BEGIN Supplied text

System Design Basics | My Portfolio

HLD Process Flow

flowchart TD
    Requirements["Requirements <br/> Functional & Non-Functional"]
    HLD["High-Level Design <br/> Architecture & Components"]
    DataModel["Data Model & Flow <br/> Entities & Interactions"]
    NFR["Non-Functional Requirements <br/> Quality Attributes"]

    subgraph Quality Pillars
        Scalability["Scalability <br/> Handle Growth"]
        Reliability["Reliability <br/> Correct Under Failure"]
        Availability["Availability <br/> Minimize Downtime"]
        Maintainability["Maintainability <br/> Easy to Change"]
    end

    Requirements --> HLD
    HLD --> DataModel
    DataModel --> NFR
    NFR --> Scalability
    NFR --> Reliability
    NFR --> Availability
    NFR --> Maintainability

    Scalability -. drives .-> HLD
    Reliability -. drives .-> HLD
    Availability -. drives .-> HLD
    Maintainability -. drives .-> HLD

Evaluation Criteria

Any system design solution should be evaluated on 3 criteria:

Simplicity — Is it as simple as it needs to be?
Fidelity — Does it cover all functional and non-functional requirements?
Cost Effectiveness — Is the infra spend justified?

The core principle of a Software Architect is to solve the business problem — not to build the most sophisticated system.

Interview Framework

Clarify requirements — functional (what it does) + non-functional (scale, latency, availability)
Estimate scale — QPS, storage, bandwidth
High-level design — components, data flow, APIs
Deep dive — bottlenecks, tradeoffs, failure handling
Wrap up — summarise decisions, open questions

Key Vocabulary

Term	Definition
API	Application Programming Interface — how systems talk to each other
API Contract	Defines request format and expected response shape
SLA	Service Level Agreement — uptime/latency guarantee
SLO	Service Level Objective — internal target (e.g., 99.9% uptime)
Throughput	Requests per second the system can handle
Latency	Time from request to response
Availability	% of time the system is operational (99.9% = 8.7 hrs downtime/yr)

END Supplied text
BEGIN Data shown

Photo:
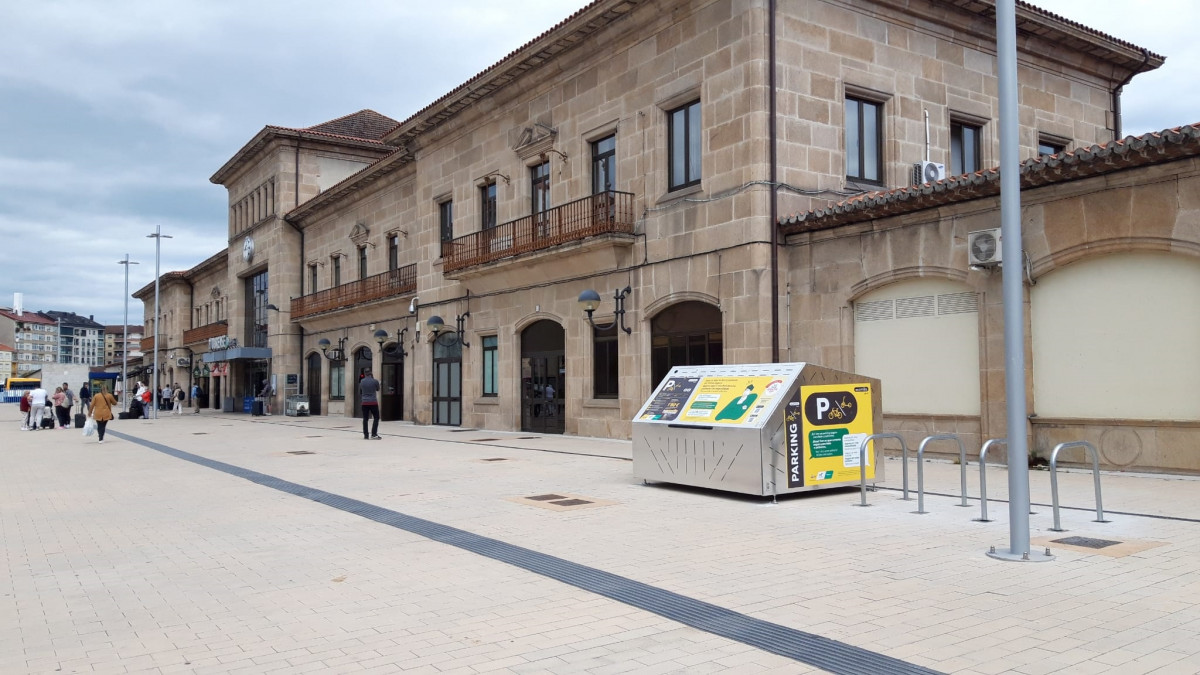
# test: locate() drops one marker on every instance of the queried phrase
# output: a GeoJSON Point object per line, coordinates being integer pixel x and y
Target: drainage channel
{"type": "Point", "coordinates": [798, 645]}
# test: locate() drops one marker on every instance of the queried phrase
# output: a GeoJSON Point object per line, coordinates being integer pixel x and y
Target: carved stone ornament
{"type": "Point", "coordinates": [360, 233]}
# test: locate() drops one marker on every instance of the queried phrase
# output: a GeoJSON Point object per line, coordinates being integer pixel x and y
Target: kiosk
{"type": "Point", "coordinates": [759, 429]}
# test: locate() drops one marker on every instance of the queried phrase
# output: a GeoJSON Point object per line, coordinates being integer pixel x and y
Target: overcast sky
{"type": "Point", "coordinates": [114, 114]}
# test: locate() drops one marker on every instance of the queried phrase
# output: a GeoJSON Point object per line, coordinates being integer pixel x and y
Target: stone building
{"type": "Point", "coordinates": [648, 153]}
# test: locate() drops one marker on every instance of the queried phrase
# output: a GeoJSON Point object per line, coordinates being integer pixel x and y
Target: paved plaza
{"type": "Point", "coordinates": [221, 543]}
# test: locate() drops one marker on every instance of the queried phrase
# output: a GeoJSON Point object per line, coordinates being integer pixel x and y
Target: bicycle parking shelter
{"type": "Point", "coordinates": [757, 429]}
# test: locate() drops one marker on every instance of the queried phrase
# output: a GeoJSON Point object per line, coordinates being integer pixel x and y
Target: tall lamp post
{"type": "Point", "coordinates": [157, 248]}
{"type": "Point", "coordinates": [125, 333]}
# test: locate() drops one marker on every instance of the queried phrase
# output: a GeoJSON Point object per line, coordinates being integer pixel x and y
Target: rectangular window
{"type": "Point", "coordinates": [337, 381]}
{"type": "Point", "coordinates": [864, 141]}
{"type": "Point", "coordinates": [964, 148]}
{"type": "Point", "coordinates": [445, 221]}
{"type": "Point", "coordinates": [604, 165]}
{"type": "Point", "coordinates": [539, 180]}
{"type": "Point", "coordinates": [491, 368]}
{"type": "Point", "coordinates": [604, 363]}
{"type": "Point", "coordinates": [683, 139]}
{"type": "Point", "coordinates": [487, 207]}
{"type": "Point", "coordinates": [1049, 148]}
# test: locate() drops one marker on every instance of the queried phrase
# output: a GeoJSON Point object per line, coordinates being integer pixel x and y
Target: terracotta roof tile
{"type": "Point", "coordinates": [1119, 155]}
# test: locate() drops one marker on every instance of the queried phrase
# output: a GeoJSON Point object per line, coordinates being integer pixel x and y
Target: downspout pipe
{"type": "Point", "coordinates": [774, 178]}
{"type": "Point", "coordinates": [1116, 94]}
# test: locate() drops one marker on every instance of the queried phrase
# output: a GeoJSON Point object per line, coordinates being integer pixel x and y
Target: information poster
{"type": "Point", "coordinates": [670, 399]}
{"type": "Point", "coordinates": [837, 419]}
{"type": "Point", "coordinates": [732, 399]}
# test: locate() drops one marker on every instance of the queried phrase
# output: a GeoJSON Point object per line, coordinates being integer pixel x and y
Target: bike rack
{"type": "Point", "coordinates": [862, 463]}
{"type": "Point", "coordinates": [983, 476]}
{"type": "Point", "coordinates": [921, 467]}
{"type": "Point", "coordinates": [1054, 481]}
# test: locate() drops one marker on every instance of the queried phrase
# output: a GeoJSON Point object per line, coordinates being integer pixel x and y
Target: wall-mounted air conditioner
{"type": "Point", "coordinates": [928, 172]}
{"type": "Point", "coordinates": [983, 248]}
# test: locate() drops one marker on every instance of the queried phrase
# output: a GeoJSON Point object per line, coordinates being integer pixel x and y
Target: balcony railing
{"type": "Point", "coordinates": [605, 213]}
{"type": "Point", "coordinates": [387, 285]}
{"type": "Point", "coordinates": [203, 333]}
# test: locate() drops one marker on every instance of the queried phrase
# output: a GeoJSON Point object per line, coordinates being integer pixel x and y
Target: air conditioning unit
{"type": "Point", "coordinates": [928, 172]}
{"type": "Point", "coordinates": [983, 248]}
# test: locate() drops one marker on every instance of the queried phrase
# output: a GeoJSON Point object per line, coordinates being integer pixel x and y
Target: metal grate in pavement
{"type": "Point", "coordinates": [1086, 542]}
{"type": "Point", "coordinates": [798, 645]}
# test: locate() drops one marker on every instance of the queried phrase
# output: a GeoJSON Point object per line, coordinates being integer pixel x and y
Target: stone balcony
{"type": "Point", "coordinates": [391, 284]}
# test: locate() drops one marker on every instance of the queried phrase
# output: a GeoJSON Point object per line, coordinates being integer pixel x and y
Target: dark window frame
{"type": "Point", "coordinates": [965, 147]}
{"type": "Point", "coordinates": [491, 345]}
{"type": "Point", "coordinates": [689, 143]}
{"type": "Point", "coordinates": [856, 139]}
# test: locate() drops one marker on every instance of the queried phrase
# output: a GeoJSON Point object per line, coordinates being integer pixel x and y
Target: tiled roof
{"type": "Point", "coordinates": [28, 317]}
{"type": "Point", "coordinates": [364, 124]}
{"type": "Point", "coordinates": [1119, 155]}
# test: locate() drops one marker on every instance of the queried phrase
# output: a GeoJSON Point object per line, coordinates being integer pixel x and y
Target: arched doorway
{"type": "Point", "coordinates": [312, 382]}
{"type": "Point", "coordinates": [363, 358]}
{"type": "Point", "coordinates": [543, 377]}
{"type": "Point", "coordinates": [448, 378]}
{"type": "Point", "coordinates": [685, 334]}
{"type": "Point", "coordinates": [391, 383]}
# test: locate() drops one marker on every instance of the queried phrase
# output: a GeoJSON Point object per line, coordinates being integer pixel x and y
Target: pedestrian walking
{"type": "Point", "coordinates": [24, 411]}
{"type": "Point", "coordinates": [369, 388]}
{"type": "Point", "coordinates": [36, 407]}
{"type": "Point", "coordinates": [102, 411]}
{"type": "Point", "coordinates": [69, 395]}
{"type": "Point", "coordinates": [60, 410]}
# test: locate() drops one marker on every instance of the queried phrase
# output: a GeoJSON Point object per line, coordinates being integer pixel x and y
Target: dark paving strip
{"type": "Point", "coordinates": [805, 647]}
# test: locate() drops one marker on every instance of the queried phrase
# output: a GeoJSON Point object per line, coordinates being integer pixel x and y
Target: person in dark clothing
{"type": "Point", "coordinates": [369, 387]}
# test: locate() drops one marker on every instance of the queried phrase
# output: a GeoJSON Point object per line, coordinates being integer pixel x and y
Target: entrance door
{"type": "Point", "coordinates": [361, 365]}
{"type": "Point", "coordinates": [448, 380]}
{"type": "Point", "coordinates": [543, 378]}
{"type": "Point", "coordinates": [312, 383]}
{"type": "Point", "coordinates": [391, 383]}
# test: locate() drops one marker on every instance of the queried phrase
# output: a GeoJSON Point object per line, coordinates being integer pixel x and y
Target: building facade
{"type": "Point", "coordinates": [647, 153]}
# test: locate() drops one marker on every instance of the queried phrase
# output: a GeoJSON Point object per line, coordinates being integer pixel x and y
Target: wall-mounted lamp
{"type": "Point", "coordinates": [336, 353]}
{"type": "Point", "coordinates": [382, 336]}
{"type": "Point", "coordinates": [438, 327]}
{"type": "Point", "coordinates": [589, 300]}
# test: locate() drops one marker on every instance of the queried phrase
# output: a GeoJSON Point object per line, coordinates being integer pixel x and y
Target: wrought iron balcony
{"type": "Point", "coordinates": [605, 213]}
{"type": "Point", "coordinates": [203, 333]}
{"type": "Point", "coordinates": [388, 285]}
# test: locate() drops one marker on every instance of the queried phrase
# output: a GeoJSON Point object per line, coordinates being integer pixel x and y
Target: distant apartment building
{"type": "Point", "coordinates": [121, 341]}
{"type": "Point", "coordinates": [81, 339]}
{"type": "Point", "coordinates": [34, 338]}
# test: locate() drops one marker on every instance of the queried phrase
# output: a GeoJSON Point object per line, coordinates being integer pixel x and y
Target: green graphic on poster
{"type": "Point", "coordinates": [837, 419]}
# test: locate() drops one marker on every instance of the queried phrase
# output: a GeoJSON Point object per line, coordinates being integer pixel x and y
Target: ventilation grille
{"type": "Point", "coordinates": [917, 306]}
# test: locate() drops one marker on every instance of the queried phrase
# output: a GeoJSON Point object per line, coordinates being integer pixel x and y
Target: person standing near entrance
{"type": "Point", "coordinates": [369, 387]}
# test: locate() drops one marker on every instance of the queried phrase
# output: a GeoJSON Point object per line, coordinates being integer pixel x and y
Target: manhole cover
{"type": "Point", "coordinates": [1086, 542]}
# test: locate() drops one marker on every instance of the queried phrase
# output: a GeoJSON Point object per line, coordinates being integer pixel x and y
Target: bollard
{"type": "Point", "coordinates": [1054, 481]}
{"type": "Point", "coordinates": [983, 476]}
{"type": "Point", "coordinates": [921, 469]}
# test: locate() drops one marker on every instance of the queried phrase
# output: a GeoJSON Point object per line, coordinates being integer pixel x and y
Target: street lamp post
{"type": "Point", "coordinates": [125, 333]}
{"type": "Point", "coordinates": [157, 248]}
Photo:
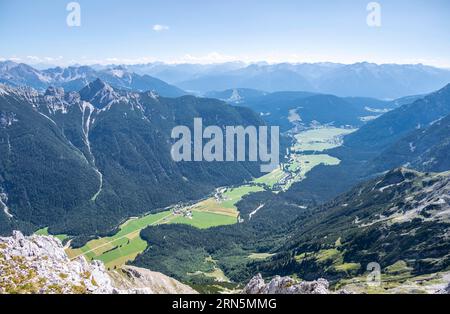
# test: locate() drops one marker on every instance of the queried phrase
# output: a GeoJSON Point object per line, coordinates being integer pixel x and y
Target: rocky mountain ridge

END Data shown

■ **Tasks and exercises**
• 1. Reproduce the part of the system design page above from "Scalability -. drives" to "and non-functional requirements?".
• 2. Summarize the system design page above in two sentences.
• 3. Write what comes next in the system design page above, picking up after its last line.

■ **Solved tasks**
• 1.
Scalability -. drives .-> HLD
    Reliability -. drives .-> HLD
    Availability -. drives .-> HLD
    Maintainability -. drives .-> HLD

Evaluation Criteria

Any system design solution should be evaluated on 3 criteria:

Simplicity — Is it as simple as it needs to be?
Fidelity — Does it cover all functional and non-functional requirements?

• 2. The page says any system design solution should be judged on simplicity, fidelity, and cost effectiveness, and it holds that an architect's core principle is to solve the business problem rather than build the most sophisticated system. It also sets out an interview framework of clarifying requirements, estimating scale, sketching a high-level design, diving deep into bottlenecks and tradeoffs, and wrapping up, and it defines key terms such as API, SLA, SLO, throughput, latency, and availability.

• 3.
Consistency	All nodes see the same data at the same time
Partition Tolerance	System continues despite network splits (CAP theorem)

Quality Pillars

Scalability — Design for Growth

Ability to handle increasing load by adding resources.
Vertical scaling — bigger machine (more CPU/RAM). Simple but hits physical limits.
Horizontal scaling — more machines. How internet giants operate, but requires designing for distribution from the start.

Reliability — Embrace Failure

System continues to work correctly even when components fail — and they always will (drives, networks, power).
Achieved via replication, redundancy, and graceful degradation.
Goal: prevent failures from cascading into total collapse, not prevent all failures.

Availability — Minimize Downtime

% of time the system is operational. "Five nines" (99.999%) = 5.26 min downtime/year.
Requires: no single points of failure, load balancers to route around unhealthy instances, fast recovery.
Trades off with consistency — during a partition, you may serve stale data rather than return errors.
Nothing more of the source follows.